#### Stated problem
Please return every line of the records below that contains the string "window". Matching is case-sensitive.

[Dataset items]
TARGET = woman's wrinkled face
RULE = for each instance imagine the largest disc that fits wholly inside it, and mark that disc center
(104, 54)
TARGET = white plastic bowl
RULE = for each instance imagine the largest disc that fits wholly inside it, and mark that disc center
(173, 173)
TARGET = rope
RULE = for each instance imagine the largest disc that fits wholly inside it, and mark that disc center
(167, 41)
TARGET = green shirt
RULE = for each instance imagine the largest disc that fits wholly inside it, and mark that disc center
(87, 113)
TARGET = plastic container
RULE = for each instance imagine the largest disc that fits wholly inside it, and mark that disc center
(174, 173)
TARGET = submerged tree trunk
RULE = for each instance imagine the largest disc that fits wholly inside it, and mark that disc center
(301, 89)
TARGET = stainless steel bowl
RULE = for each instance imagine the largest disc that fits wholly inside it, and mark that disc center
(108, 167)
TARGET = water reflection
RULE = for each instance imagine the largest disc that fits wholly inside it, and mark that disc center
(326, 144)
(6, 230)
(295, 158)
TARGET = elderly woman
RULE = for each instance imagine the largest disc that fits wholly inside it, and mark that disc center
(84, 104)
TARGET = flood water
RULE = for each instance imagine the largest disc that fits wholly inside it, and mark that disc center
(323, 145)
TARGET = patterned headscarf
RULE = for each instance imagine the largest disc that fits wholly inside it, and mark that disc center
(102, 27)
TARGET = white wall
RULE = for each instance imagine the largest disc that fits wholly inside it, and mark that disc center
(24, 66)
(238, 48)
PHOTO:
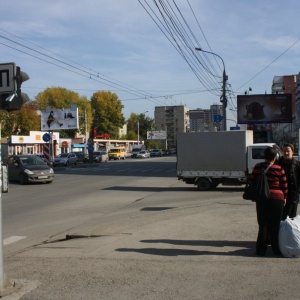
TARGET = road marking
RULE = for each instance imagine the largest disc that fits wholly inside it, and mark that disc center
(13, 239)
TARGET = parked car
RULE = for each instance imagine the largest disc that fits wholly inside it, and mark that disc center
(143, 154)
(98, 156)
(104, 156)
(41, 155)
(155, 152)
(65, 159)
(27, 168)
(80, 155)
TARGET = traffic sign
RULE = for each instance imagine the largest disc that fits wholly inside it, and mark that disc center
(46, 137)
(7, 78)
(218, 118)
(90, 148)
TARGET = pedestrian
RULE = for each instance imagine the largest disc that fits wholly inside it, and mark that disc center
(292, 171)
(52, 119)
(269, 212)
(90, 144)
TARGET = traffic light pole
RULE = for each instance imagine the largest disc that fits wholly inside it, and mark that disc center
(2, 279)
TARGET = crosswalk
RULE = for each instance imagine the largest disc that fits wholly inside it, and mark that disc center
(12, 239)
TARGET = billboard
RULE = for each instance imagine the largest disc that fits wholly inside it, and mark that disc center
(156, 135)
(66, 118)
(265, 108)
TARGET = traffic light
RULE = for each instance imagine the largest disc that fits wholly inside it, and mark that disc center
(14, 101)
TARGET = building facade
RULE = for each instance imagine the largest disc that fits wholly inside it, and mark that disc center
(204, 119)
(286, 132)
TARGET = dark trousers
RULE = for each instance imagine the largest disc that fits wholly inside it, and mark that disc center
(268, 217)
(290, 209)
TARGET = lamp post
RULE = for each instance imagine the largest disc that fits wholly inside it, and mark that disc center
(139, 126)
(225, 78)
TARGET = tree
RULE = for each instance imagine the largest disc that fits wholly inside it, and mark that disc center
(20, 122)
(107, 113)
(59, 98)
(141, 122)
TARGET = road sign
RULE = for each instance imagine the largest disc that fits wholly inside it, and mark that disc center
(46, 137)
(218, 118)
(7, 78)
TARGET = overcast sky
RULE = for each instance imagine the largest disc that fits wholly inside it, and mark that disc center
(68, 43)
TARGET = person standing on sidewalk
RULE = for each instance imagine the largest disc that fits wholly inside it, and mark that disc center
(292, 172)
(269, 211)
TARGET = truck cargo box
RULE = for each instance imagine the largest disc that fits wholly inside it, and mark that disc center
(213, 151)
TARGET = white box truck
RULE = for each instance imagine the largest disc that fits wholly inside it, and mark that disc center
(207, 159)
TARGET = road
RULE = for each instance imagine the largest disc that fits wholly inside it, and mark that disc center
(130, 230)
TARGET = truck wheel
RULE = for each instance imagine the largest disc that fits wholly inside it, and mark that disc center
(203, 184)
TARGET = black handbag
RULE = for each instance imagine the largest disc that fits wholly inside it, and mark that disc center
(258, 189)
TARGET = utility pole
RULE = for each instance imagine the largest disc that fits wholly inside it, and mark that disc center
(223, 98)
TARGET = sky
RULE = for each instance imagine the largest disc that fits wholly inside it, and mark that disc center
(124, 46)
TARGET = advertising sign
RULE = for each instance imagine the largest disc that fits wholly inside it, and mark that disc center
(66, 118)
(265, 108)
(156, 135)
(7, 81)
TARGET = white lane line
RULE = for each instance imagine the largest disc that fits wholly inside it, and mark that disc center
(12, 239)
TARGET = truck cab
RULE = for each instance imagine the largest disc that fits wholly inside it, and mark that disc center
(255, 154)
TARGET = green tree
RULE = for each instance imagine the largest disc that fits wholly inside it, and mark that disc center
(60, 98)
(20, 122)
(141, 123)
(107, 113)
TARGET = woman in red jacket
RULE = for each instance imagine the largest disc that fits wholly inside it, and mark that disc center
(269, 212)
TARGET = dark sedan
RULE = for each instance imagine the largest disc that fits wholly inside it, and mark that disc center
(29, 168)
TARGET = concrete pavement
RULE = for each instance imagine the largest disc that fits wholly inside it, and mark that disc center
(200, 250)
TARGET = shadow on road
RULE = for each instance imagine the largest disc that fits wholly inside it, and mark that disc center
(188, 187)
(247, 248)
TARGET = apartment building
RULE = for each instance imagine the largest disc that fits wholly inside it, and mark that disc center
(204, 119)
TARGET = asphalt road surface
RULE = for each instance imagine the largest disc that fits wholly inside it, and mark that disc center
(130, 230)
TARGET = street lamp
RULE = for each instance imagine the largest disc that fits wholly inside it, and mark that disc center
(225, 78)
(139, 126)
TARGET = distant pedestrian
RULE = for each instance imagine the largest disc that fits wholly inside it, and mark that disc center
(52, 119)
(90, 146)
(292, 170)
(269, 211)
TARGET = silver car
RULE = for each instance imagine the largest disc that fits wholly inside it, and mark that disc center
(29, 168)
(65, 159)
(143, 154)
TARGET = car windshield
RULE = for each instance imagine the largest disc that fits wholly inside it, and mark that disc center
(31, 160)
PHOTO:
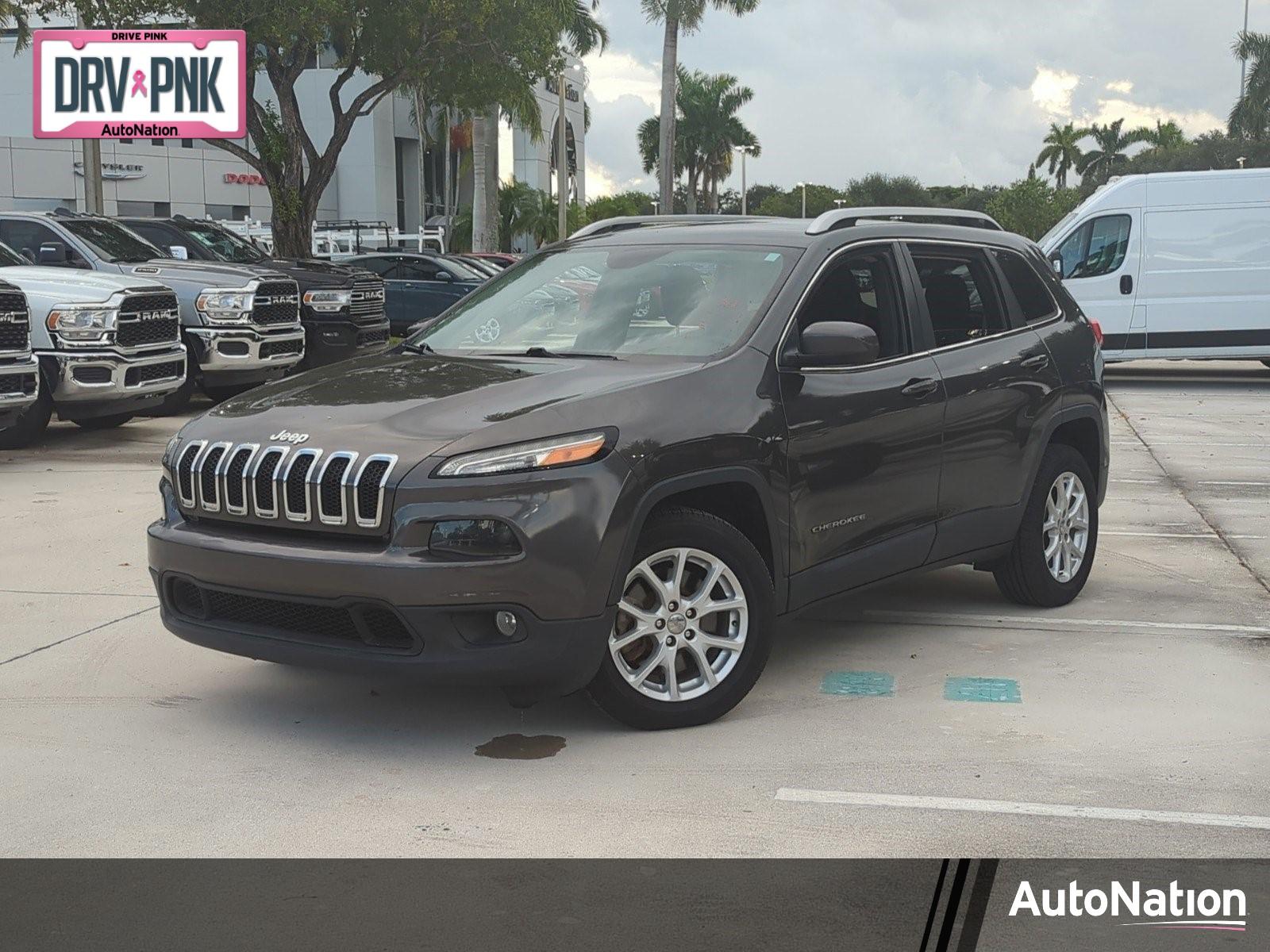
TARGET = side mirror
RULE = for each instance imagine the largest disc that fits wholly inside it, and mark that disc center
(52, 253)
(837, 344)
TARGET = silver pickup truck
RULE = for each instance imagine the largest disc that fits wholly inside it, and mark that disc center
(107, 346)
(241, 325)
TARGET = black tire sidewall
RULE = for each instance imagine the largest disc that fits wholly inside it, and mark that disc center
(695, 530)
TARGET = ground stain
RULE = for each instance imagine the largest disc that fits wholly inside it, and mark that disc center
(518, 747)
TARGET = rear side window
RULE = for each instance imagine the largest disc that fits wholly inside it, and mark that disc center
(960, 296)
(1030, 291)
(1096, 248)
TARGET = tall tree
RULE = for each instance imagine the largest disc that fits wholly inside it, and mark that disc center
(1108, 154)
(679, 17)
(1062, 152)
(1250, 118)
(474, 54)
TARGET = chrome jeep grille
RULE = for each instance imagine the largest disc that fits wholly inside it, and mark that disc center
(285, 484)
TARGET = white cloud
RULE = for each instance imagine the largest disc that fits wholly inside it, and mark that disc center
(1052, 90)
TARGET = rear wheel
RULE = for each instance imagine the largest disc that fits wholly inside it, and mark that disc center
(1053, 552)
(105, 423)
(31, 423)
(694, 626)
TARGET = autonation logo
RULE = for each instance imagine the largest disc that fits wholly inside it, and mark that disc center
(1174, 908)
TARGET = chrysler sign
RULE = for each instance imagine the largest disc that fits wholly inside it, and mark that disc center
(145, 84)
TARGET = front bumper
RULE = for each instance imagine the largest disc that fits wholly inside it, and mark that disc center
(243, 353)
(108, 376)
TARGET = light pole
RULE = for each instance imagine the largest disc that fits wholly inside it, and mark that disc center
(745, 152)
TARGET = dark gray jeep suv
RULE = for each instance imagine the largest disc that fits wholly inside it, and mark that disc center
(737, 418)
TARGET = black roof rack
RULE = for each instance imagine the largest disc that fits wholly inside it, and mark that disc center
(849, 217)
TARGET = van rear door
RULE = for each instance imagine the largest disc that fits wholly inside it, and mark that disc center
(1102, 260)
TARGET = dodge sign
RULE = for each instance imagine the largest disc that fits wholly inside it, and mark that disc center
(144, 84)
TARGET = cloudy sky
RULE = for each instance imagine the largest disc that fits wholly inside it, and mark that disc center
(949, 90)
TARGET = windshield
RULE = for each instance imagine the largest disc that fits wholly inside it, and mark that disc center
(222, 244)
(111, 240)
(675, 300)
(10, 258)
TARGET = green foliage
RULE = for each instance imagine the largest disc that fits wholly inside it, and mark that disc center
(1032, 206)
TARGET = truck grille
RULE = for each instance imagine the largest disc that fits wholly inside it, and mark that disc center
(349, 625)
(368, 305)
(14, 321)
(149, 319)
(302, 486)
(276, 302)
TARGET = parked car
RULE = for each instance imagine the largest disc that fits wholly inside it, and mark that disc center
(417, 286)
(628, 505)
(1172, 264)
(241, 325)
(19, 370)
(341, 308)
(108, 347)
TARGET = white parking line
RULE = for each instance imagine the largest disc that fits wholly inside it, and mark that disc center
(1016, 621)
(1070, 812)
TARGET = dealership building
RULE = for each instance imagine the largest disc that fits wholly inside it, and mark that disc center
(378, 177)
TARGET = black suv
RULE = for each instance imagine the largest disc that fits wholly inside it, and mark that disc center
(747, 416)
(341, 308)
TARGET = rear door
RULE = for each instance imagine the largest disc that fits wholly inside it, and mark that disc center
(1102, 264)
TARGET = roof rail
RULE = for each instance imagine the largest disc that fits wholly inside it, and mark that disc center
(624, 222)
(848, 217)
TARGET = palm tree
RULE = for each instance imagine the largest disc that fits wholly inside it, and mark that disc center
(1108, 152)
(1250, 118)
(1062, 152)
(1166, 135)
(708, 130)
(679, 16)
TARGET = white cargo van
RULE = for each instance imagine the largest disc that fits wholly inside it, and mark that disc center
(1172, 264)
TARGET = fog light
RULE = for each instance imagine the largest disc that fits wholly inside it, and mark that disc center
(507, 624)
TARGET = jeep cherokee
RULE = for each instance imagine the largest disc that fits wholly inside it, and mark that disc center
(746, 416)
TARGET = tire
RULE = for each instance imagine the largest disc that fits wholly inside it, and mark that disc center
(700, 543)
(105, 423)
(1026, 575)
(31, 423)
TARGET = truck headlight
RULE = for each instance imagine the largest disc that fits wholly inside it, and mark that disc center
(225, 306)
(83, 323)
(540, 455)
(328, 301)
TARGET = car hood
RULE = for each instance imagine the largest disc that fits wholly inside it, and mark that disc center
(70, 285)
(416, 405)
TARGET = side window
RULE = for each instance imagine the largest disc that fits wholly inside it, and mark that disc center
(1096, 248)
(27, 236)
(861, 289)
(960, 296)
(1030, 291)
(418, 270)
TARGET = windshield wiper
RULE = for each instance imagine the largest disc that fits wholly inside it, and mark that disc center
(544, 352)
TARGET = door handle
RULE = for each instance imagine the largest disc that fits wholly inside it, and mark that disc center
(920, 387)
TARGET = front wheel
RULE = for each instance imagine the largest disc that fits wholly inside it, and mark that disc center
(1053, 551)
(694, 625)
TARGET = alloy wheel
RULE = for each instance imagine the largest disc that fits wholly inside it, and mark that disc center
(1067, 527)
(681, 625)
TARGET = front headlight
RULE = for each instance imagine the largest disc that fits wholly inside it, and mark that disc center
(328, 301)
(79, 323)
(225, 306)
(541, 455)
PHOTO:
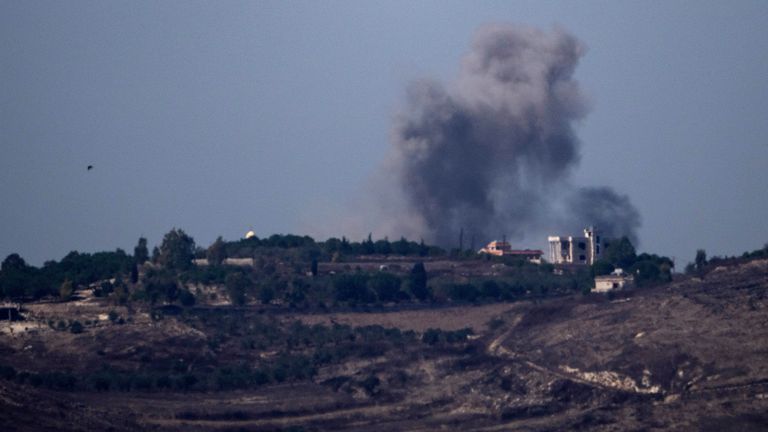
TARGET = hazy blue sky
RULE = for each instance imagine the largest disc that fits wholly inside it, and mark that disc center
(217, 117)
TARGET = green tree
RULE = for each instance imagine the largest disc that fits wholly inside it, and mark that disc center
(620, 253)
(313, 267)
(217, 252)
(140, 252)
(386, 286)
(13, 262)
(701, 259)
(177, 250)
(66, 290)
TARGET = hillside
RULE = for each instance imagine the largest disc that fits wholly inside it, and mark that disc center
(689, 355)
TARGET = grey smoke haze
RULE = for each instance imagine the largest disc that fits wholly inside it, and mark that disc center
(493, 152)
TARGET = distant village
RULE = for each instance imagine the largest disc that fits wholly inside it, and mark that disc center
(569, 251)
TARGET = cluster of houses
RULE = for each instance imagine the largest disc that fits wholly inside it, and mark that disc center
(566, 251)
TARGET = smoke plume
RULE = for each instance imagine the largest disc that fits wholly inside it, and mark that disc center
(492, 153)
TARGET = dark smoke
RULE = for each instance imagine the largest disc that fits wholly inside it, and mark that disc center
(493, 153)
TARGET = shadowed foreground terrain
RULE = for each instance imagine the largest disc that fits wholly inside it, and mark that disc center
(690, 355)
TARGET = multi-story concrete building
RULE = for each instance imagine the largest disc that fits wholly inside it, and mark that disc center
(502, 248)
(576, 250)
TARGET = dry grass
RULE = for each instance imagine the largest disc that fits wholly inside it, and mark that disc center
(453, 318)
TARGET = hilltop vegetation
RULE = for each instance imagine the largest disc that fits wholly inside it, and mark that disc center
(297, 271)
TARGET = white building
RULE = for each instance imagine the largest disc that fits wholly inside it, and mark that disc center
(614, 281)
(576, 250)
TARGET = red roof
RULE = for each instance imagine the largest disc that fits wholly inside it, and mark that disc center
(524, 252)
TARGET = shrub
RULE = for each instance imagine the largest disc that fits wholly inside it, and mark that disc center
(76, 327)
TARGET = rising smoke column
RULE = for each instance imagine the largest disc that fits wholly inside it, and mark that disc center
(492, 153)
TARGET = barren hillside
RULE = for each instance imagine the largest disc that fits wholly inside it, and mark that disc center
(690, 355)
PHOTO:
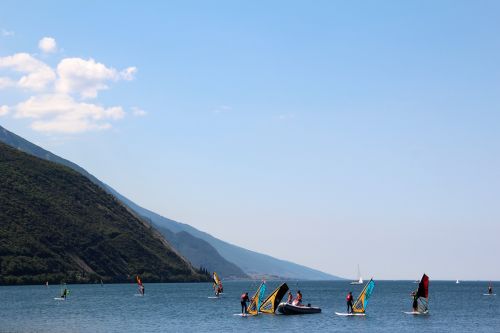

#### Result of the task
TARGET = rear side window
TARGET = side window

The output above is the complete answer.